Natural language region descriptions
━━━━
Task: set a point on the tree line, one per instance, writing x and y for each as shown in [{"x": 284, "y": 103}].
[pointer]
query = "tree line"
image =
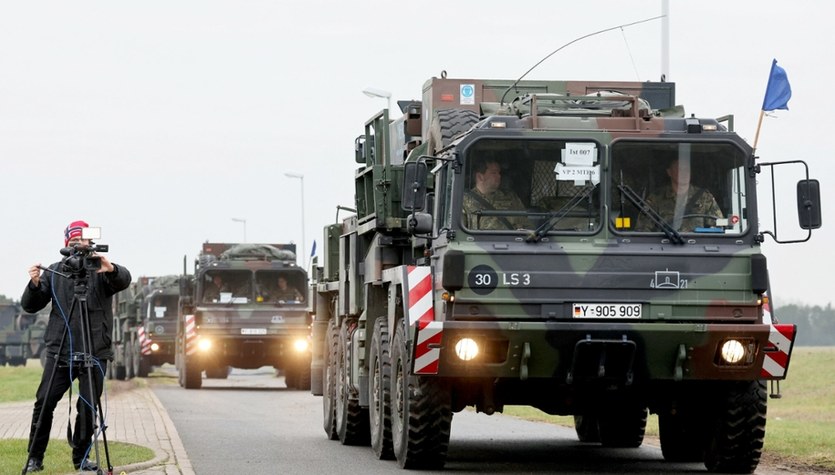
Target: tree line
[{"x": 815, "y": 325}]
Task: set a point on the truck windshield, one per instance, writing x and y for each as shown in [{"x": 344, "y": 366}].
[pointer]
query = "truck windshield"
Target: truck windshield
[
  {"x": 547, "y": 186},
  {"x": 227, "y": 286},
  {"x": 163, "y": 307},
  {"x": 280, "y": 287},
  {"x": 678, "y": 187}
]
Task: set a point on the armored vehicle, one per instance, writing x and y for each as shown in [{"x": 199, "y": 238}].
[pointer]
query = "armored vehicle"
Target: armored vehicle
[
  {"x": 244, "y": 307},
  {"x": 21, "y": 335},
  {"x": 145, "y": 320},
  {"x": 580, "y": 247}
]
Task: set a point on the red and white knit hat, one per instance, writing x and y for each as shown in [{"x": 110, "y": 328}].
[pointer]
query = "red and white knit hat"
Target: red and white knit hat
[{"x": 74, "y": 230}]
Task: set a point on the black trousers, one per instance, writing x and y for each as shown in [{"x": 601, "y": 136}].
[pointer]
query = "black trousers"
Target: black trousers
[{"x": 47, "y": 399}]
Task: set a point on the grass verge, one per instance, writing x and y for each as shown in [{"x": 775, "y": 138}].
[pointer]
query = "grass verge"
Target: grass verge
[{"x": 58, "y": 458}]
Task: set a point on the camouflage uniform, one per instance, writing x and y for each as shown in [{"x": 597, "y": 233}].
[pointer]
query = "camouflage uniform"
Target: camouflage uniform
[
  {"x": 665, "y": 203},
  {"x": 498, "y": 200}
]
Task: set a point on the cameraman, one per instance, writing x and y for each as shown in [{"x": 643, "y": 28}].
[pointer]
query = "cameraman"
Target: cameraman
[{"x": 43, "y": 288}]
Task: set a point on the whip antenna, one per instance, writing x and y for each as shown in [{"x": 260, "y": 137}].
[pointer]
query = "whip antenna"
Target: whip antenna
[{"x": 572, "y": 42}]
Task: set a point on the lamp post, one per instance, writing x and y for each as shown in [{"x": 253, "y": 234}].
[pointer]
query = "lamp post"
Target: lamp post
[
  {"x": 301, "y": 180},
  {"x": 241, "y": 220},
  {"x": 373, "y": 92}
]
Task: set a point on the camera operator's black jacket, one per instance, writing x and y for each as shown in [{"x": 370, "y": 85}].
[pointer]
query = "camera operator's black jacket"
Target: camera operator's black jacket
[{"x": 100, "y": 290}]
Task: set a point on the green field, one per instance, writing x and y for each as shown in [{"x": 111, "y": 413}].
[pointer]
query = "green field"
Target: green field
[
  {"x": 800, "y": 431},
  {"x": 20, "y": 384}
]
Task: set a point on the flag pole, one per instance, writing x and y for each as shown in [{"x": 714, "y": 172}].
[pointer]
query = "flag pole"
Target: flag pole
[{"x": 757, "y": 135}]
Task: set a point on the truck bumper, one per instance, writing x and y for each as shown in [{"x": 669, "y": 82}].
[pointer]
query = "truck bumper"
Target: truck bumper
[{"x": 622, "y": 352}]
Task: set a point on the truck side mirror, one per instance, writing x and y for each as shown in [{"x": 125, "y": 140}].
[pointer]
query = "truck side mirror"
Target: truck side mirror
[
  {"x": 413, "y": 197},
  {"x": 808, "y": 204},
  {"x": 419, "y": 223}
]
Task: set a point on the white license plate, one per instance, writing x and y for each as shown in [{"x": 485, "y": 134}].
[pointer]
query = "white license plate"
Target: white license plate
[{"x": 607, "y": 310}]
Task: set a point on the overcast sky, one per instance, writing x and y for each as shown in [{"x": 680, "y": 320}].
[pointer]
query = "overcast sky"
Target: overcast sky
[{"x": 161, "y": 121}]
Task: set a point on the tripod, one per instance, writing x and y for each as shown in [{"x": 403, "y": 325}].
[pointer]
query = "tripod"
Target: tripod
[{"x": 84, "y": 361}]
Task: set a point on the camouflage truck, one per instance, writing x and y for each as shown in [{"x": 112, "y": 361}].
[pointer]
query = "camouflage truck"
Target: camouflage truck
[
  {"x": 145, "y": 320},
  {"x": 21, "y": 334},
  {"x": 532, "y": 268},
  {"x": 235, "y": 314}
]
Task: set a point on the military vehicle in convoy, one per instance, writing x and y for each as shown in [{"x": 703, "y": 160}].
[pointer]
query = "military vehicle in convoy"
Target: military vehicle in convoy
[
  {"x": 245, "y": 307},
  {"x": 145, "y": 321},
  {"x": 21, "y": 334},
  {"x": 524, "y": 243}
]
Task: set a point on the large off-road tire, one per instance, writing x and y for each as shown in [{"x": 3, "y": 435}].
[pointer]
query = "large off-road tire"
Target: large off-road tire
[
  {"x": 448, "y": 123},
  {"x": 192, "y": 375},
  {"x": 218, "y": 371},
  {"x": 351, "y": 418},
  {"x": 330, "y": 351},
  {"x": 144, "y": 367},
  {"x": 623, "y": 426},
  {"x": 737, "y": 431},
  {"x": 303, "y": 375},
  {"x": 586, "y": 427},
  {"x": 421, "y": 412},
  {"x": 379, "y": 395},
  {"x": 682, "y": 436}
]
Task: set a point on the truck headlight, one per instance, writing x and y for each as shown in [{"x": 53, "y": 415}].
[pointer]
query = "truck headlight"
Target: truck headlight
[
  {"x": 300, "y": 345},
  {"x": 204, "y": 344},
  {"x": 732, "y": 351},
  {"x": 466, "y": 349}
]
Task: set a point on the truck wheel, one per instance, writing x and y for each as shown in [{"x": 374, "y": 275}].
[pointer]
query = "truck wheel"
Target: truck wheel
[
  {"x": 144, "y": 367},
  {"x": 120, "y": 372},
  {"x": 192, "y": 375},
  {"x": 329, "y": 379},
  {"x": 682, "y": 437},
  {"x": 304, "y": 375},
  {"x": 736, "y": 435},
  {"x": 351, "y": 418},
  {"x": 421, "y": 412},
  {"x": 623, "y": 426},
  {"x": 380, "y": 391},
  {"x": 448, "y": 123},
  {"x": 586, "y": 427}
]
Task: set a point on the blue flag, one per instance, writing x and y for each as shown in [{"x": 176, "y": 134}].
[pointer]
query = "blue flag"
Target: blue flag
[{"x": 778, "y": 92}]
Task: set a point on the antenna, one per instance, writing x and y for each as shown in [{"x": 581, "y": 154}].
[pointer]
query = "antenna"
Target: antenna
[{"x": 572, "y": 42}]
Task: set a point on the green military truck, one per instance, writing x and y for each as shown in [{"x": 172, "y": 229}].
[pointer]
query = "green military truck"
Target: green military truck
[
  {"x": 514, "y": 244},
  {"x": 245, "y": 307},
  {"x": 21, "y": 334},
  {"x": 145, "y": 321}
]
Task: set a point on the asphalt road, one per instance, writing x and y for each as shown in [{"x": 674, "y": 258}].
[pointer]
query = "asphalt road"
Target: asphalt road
━━━━
Exactly as they stand, retype all the entries, but omit the pictures.

Task: set a point on the tree line, one per instance, writing x and y for each as shown in [{"x": 284, "y": 103}].
[pointer]
query = "tree line"
image =
Target: tree line
[{"x": 815, "y": 325}]
Task: set a point on the truck windshield, one per instance, writing x and y for each as shown in [{"x": 344, "y": 366}].
[pointer]
query = "truck windshield"
Target: truck windshield
[
  {"x": 547, "y": 186},
  {"x": 227, "y": 286},
  {"x": 163, "y": 307},
  {"x": 280, "y": 287},
  {"x": 678, "y": 187}
]
Task: set a point on the armored vehicle, one per instance, writing x and y for each as shown in [{"x": 199, "y": 238}].
[pointer]
query = "armored vehicle"
Target: armored vehicle
[
  {"x": 244, "y": 307},
  {"x": 21, "y": 335},
  {"x": 145, "y": 320},
  {"x": 580, "y": 247}
]
Task: set a point on the red and white knit hat, one per instance, writing x and y for each as shown in [{"x": 110, "y": 328}].
[pointer]
query = "red and white knit hat"
Target: red and white knit hat
[{"x": 74, "y": 230}]
Task: set a point on the black trousers, one per instance, writing x and y for each as shown in [{"x": 601, "y": 136}].
[pointer]
query = "black trousers"
Target: black trousers
[{"x": 47, "y": 399}]
Task: set a point on the grass verge, one per instance, writing x and y for each as shown in [{"x": 775, "y": 138}].
[pointer]
query = "grass verge"
Target: grass verge
[{"x": 58, "y": 458}]
Task: set a point on the camouflage uniform, one per instance, writing x and y for each as shown in [{"x": 597, "y": 233}].
[pointer]
query = "camouflage uniform"
Target: camouflage uniform
[
  {"x": 665, "y": 203},
  {"x": 498, "y": 200}
]
Task: set a point on the cameraman, one per instance, writing x and y for each as shown in [{"x": 643, "y": 28}].
[pointer]
query = "cameraman"
Target: cameraman
[{"x": 43, "y": 288}]
Task: set a point on the whip antenna, one per instance, writing x and y for each as shown in [{"x": 260, "y": 137}].
[pointer]
query = "whip antenna"
Target: whip antenna
[{"x": 572, "y": 42}]
Task: set a point on the lamp post, one per instance, writing x and y for each as shown in [{"x": 253, "y": 234}].
[pointer]
query = "lamp post"
Target: lamp post
[
  {"x": 301, "y": 180},
  {"x": 241, "y": 220},
  {"x": 373, "y": 92}
]
Task: set a point on the camera operator's black jacket, one per instance, writing x and y for each as shown in [{"x": 370, "y": 85}].
[pointer]
query = "camera operator's black jacket"
Target: camera operator's black jacket
[{"x": 100, "y": 290}]
Task: set a point on the green field, one per instance, writing x and y for each as shown in [{"x": 111, "y": 413}].
[pointer]
query = "green field"
Target: green field
[
  {"x": 800, "y": 431},
  {"x": 20, "y": 384}
]
Task: set a point on the flag pole, one per instance, writing x and y for each as shown in [{"x": 714, "y": 172}].
[pointer]
query = "flag pole"
Target: flag pole
[{"x": 757, "y": 135}]
Task: set a point on the truck bumper, one per instance, writing x and y for each as shown in [{"x": 669, "y": 82}].
[pointer]
query = "truck bumper"
Target: truck bumper
[{"x": 622, "y": 352}]
Task: set a point on the truck side mirror, one per instance, writing x and y for each as shown in [{"x": 125, "y": 140}].
[pointer]
query = "truck side mirror"
Target: truck side mirror
[
  {"x": 413, "y": 197},
  {"x": 808, "y": 204},
  {"x": 419, "y": 223}
]
Task: set a point on the white license plate, one per instance, writing x and y for each as shown in [{"x": 485, "y": 134}].
[pointer]
query = "white license plate"
Target: white license plate
[{"x": 607, "y": 310}]
Task: set a point on the overcast sky, one per instance, writing x and y for each as shown in [{"x": 680, "y": 320}].
[pointer]
query = "overcast sky"
Target: overcast sky
[{"x": 161, "y": 121}]
Task: set a point on the tripod, one per instance, writing x and y for each as shown in [{"x": 403, "y": 325}].
[pointer]
query = "tripod"
Target: tripod
[{"x": 84, "y": 361}]
Task: set a point on the camouflage truck, one per instance, writing x and y for each as shown in [{"x": 112, "y": 361}].
[pointer]
query = "camouflage truck"
Target: camouflage truck
[
  {"x": 145, "y": 320},
  {"x": 21, "y": 334},
  {"x": 532, "y": 268},
  {"x": 235, "y": 314}
]
Task: set a point on the military vehicle in convoy, one per instance, writing x and y for each as shown in [{"x": 703, "y": 160}].
[pointer]
query = "military vehicle in convoy"
Target: military vehicle in convoy
[
  {"x": 245, "y": 307},
  {"x": 145, "y": 321},
  {"x": 21, "y": 334},
  {"x": 524, "y": 243}
]
Task: set a point on the large off-road tire, one per instance, writing x and y for each as shown in [{"x": 3, "y": 435}].
[pointer]
query = "large off-road tire"
Target: large off-road tire
[
  {"x": 448, "y": 123},
  {"x": 192, "y": 375},
  {"x": 218, "y": 371},
  {"x": 351, "y": 418},
  {"x": 330, "y": 351},
  {"x": 144, "y": 367},
  {"x": 623, "y": 426},
  {"x": 737, "y": 431},
  {"x": 303, "y": 375},
  {"x": 586, "y": 427},
  {"x": 421, "y": 412},
  {"x": 379, "y": 395},
  {"x": 682, "y": 436}
]
Task: set a point on the truck headlight, one per instance, writing x and y for each as shown in [{"x": 53, "y": 415}].
[pointer]
query = "truck headlight"
Target: truck headlight
[
  {"x": 300, "y": 345},
  {"x": 204, "y": 344},
  {"x": 732, "y": 351},
  {"x": 466, "y": 349}
]
Task: set a point on the truck wheel, one per instance, writing x and y for each as shown in [{"x": 374, "y": 275}].
[pointer]
query = "truck wheel"
Target: truck wheel
[
  {"x": 144, "y": 367},
  {"x": 120, "y": 372},
  {"x": 192, "y": 375},
  {"x": 329, "y": 379},
  {"x": 682, "y": 437},
  {"x": 304, "y": 375},
  {"x": 736, "y": 435},
  {"x": 351, "y": 418},
  {"x": 421, "y": 412},
  {"x": 623, "y": 426},
  {"x": 380, "y": 391},
  {"x": 448, "y": 123},
  {"x": 586, "y": 427}
]
Task: set a point on the blue flag, one per instance, writing x and y for each as shown in [{"x": 176, "y": 134}].
[pointer]
query = "blue flag"
Target: blue flag
[{"x": 778, "y": 92}]
Task: set a point on the antenna, one per instance, writing x and y for each as shown in [{"x": 581, "y": 154}].
[pointer]
query = "antenna"
Target: antenna
[{"x": 572, "y": 42}]
Task: set a point on the green military truck, one per instance, writing x and y for each as shown in [{"x": 172, "y": 229}].
[pointer]
query = "green military truck"
Target: green military truck
[
  {"x": 514, "y": 244},
  {"x": 245, "y": 307},
  {"x": 21, "y": 334},
  {"x": 145, "y": 321}
]
Task: set a point on the asphalt road, one per instance, writing x and y for each as shown in [{"x": 674, "y": 258}].
[pointer]
query = "asphalt road"
Target: asphalt road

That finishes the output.